Could you copy exactly the line that contains "the white bird" and every line after it to the end of the records, and nothing more?

(Beginning of Dataset content)

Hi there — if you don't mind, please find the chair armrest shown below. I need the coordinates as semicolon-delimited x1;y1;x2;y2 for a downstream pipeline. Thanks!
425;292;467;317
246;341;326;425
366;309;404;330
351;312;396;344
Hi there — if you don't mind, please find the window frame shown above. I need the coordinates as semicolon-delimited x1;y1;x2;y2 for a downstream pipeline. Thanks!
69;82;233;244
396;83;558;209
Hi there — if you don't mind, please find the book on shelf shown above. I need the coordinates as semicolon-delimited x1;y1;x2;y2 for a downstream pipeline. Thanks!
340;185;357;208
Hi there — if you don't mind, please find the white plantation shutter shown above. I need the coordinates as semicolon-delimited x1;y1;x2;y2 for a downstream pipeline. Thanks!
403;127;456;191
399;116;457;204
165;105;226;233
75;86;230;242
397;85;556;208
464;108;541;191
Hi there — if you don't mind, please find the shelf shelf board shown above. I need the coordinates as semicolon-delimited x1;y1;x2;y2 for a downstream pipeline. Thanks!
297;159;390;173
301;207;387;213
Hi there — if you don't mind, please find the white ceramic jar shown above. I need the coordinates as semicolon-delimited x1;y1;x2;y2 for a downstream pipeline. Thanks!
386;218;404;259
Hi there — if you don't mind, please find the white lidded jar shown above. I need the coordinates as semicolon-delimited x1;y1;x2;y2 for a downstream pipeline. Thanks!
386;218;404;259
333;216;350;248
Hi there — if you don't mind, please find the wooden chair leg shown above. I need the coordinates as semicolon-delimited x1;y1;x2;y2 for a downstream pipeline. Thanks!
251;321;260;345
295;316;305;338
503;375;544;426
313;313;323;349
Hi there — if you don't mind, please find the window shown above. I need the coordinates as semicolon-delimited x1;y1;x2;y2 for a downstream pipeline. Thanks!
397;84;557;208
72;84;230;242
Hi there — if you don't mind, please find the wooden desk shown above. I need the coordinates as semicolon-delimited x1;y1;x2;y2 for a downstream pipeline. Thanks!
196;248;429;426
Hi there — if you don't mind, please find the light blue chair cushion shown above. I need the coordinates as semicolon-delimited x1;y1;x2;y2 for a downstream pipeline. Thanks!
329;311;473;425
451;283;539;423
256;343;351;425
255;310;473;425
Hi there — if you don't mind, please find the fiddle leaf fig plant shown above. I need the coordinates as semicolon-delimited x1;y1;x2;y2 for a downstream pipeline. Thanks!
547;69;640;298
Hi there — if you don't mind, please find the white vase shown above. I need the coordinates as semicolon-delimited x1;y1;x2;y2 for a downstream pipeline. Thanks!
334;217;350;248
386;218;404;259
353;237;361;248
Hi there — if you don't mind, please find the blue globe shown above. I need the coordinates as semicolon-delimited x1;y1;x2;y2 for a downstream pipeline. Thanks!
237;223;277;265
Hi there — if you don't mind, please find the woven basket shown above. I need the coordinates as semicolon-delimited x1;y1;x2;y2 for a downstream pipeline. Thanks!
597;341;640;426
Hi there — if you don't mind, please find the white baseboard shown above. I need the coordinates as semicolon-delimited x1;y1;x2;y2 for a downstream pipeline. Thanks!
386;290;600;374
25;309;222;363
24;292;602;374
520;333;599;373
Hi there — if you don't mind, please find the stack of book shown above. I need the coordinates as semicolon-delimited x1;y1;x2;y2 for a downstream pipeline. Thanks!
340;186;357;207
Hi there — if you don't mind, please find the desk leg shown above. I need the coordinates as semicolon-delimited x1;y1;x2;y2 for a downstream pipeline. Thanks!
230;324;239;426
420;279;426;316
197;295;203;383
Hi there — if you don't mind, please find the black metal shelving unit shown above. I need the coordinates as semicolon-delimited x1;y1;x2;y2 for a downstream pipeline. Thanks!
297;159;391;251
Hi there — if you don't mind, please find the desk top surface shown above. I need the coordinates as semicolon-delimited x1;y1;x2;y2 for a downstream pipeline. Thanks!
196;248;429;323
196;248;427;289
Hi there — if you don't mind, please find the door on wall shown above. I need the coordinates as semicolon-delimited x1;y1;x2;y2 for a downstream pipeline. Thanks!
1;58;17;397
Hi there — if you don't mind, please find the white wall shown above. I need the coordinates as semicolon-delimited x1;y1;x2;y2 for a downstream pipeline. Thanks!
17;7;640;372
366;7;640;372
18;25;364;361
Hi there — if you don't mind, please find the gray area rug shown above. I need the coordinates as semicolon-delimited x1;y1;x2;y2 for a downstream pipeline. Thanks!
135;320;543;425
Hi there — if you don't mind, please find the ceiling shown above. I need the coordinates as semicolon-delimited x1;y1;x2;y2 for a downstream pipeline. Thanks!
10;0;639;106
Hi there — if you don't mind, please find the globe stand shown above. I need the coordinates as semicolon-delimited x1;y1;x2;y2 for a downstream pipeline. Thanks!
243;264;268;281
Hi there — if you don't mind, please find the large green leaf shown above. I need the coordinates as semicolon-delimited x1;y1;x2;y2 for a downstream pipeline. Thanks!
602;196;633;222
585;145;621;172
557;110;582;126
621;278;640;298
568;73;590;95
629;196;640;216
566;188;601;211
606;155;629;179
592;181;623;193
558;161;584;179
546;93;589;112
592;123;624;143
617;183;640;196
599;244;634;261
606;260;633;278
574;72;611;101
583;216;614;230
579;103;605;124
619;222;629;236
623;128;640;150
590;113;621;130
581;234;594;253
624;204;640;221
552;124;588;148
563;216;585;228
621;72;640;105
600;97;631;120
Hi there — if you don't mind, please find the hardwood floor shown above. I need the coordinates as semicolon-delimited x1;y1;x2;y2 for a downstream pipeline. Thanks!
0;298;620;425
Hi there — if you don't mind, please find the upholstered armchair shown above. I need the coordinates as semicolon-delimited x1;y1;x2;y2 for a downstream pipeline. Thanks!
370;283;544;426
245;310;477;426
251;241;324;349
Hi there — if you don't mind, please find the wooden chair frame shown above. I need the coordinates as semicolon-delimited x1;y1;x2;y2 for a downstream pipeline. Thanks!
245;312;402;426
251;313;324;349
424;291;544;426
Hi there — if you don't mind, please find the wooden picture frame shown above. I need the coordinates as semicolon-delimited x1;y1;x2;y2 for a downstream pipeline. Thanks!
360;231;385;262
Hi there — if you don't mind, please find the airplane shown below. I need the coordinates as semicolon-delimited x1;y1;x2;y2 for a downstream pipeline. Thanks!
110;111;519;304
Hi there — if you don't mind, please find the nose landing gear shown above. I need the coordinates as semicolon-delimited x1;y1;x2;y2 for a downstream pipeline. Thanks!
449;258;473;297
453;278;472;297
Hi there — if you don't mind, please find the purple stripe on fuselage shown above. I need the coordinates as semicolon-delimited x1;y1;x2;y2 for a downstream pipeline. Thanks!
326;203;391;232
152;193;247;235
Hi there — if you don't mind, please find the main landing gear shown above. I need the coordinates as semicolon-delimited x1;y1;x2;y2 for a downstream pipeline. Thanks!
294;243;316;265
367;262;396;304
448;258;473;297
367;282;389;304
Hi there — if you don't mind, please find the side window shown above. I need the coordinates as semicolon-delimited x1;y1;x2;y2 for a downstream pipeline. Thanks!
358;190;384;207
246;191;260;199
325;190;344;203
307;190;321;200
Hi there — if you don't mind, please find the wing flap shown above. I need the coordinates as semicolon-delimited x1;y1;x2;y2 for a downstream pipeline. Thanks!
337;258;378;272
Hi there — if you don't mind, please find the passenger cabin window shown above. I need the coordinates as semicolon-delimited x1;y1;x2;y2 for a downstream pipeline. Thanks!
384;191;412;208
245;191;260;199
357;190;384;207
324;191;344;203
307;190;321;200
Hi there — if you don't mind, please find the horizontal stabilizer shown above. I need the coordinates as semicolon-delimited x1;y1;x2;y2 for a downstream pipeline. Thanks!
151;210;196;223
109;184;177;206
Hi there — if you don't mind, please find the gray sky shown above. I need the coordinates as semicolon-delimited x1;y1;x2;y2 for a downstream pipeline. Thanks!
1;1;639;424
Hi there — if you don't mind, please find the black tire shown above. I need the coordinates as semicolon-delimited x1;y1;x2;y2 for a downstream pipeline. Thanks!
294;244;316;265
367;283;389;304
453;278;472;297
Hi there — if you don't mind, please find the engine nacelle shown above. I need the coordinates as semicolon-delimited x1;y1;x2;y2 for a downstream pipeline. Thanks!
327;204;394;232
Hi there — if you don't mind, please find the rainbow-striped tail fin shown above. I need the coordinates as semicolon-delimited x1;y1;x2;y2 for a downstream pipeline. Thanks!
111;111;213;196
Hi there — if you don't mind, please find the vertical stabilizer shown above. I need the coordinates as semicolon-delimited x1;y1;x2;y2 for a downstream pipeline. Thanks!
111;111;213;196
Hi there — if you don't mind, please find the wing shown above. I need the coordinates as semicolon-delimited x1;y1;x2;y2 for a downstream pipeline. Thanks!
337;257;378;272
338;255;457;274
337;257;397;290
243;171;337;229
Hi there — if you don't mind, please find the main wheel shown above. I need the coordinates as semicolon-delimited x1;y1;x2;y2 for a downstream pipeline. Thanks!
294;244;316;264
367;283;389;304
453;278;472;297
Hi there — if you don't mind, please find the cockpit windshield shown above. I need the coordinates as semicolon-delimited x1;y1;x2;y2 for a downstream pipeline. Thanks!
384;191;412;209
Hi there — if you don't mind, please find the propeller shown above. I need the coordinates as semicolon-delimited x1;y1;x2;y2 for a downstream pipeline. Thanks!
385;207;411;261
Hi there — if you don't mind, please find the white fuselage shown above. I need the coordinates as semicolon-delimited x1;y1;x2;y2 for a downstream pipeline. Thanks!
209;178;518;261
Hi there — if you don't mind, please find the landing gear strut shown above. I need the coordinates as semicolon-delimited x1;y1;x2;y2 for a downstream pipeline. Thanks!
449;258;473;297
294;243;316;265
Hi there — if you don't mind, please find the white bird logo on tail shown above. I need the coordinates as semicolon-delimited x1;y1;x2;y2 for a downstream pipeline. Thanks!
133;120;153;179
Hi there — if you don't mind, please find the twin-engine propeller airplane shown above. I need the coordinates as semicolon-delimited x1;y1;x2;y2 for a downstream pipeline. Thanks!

(End of Dataset content)

» **Exercise result**:
Hi there — if you don't mind, please find the white bird logo on tail shown above. I need the coordinates as semicolon-delimited x1;y1;x2;y2 for a downstream pipeline. Thanks!
133;120;153;179
Hi there — if you don't mind, please find the twin-engine propeller airplane shown above. I need the coordinates as semicolon-delimited x1;y1;x2;y2 for a downstream pipeline. Thanks!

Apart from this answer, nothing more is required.